# Passage provided:
-- BEGIN --
Wine bottles stored in a cellar — from the half bottle to the giant Nebuchadnezzar, every wine bottle size has a name, a history, and a practical purpose
Wine bottles range from a 187ml single-serving split to an 18-litre Solomon containing 24 standard bottles — and almost every size in between has a name with a story behind it.

Most wine is sold in the familiar 750ml bottle, but that is only one entry in a surprisingly elaborate naming system that runs from a 187ml single serving up to an 18-litre giant that holds two dozen standard bottles. Many of the larger sizes are named after biblical kings — Jeroboam, Methuselah, Nebuchadnezzar — a 19th-century marketing flourish from the Champagne trade that stuck. What most guides leave out is the genuinely useful part: the same name can mean a different volume depending on whether you are buying still wine or Champagne, and knowing this saves you from a confusing and occasionally expensive mistake.

Why 750ml Is the Standard

The 750ml bottle became the international standard largely through 19th-century trade between France and England. English merchants, who dominated the wine trade, worked in imperial gallons; French producers worked in litres. A bottle size needed to convert cleanly between the two systems for trade to run smoothly. 750ml achieves that: it divides evenly into the imperial gallon (which holds exactly six 750ml bottles) and works conveniently within the metric system. The standard became formalised through trade practice long before any single regulatory body mandated it, and it has remained essentially unchanged for over 150 years.

Smaller Than Standard

  • Split / Piccolo — 187ml (1/4 bottle): A single serving, roughly one generous glass. Common for airline service, individual Champagne servings, and gift sets. Piccolo is the term most used for Champagne; Split for still wine.
  • Demi / Half — 375ml (1/2 bottle): Two glasses. The most common small format, widely used for dessert and fortified wines (Sauternes, Port) where a full bottle would go to waste before being finished, since these wines are typically served in smaller pours and last longer once opened.
  • Jennie / Half-litre — 500ml: An uncommon size, used occasionally for sweet wines from Tokaji and similar regions. Sits between the Demi and the full litre.
  • Clavelin — 620ml: A unique bottle size used exclusively for Vin Jaune, the unusual oxidative yellow wine of the Jura region in France. The volume reflects the traditional yield after extended barrel ageing under a flor yeast layer, during which the wine evaporates significantly.
  • Litre — 1,000ml: A less common format that sits between standard and Magnum. Popularised in California by certain premium Cabernet producers; otherwise relatively rare in the fine wine trade.
-- END --
# Parts of the exercise:
1. Answer these questions on the article about wine bottle sizes:
(a) How many 750ml bottles does an imperial gallon hold exactly?
(b) What wine is the Clavelin used for exclusively?
(c) Where was the Litre format popularized?
2. Write the next part of the article about wine bottle sizes, picking up after its final line.

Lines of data
-- BEGIN --
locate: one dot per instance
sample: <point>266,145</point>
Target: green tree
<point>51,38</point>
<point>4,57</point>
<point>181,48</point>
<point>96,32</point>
-- END --
# Answers to the problems:
1.
(a) Six.
(b) Vin Jaune, the oxidative yellow wine of the Jura region in France.
(c) In California, by certain premium Cabernet producers.

2.
Reference chart of wine bottle sizes from 187ml Split through 750ml Standard, 1.5L Magnum, 3L Double Magnum, 5L Jeroboam, 6L Imperial, 9L Salmanazar, 12L Balthazar, to 15L Nebuchadnezzar
A quick reference for the most important bottle sizes. Note the volume column carefully — names alone can be misleading once you pass the Double Magnum.

Larger Than Standard: The Biblical Names

Above the standard bottle, names shift from descriptive (“Double Magnum”) to historical. The grand large-format names — Jeroboam, Rehoboam, Methuselah, Salmanazar, Balthazar, Nebuchadnezzar, Solomon — come from the Hebrew Bible, adopted by the 19th-century Champagne trade for marketing impact. A bottle called a Nebuchadnezzar carries more weight at auction and at the table than one simply labelled “15 litres.”

  • Magnum — 1.5 litres (2 bottles): The most common and most useful large format. Widely produced, reasonably easy to store, and considered by many wine professionals the ideal format for ageing serious wine — the lower ratio of air to wine relative to bottle volume slows oxidation, letting the wine develop more gracefully over decades. Master of Wine Serena Sutcliffe has called the Magnum the perfect size for sharing a bottle between two people across an evening.
  • Double Magnum — 3 litres (4 bottles): Equivalent to two Magnums. This is where the naming starts to diverge by region (see below) — in Champagne, this exact volume is called a Jeroboam.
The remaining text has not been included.